*What you have to do*
The output should be all lines of the entries below in which the word "ribbed" occurs.
[Source material — start]
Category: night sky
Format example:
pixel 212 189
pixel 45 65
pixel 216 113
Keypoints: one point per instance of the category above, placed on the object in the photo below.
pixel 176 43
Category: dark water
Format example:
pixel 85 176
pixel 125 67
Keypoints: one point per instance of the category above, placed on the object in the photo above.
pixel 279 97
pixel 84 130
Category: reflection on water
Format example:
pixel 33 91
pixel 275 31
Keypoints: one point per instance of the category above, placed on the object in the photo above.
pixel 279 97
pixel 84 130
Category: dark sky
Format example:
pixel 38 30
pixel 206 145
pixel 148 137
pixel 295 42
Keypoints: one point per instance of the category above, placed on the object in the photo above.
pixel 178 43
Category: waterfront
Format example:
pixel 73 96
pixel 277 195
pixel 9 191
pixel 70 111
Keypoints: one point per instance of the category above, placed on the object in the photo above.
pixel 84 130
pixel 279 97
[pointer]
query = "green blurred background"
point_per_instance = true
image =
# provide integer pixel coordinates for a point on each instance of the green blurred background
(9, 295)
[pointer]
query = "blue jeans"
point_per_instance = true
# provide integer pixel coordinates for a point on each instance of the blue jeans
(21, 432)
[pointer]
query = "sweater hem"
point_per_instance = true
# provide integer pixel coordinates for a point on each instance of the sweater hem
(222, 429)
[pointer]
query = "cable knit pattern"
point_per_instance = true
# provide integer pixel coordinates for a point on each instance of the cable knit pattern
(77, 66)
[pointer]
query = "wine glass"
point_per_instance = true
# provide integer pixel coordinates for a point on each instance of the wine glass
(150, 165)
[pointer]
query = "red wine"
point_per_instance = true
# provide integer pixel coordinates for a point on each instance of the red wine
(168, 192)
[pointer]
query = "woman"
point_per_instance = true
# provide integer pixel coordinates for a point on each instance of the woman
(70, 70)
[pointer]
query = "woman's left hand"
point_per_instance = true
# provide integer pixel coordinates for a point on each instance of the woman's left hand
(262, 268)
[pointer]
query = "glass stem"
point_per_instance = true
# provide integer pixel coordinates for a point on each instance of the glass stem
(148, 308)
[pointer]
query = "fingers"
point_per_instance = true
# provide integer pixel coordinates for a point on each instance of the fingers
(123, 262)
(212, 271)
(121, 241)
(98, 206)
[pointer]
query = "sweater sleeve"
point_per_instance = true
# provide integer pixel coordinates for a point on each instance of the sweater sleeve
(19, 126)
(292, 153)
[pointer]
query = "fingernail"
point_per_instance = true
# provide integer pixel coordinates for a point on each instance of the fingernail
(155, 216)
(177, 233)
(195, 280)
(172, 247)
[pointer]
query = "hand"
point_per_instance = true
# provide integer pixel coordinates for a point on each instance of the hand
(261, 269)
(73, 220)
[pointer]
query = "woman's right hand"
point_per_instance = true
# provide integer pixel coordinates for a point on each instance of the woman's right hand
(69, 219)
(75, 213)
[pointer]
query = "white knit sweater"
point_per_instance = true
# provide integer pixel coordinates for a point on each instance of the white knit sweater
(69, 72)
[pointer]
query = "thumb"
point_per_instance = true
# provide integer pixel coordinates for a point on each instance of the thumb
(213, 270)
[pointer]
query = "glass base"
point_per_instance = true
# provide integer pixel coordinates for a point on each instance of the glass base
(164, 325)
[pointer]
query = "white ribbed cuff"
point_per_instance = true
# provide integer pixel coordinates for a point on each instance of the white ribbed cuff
[Source material — finish]
*Exercise answer*
query = "white ribbed cuff"
# provide integer pixel coordinates for a point on each instance of the white ribbed cuff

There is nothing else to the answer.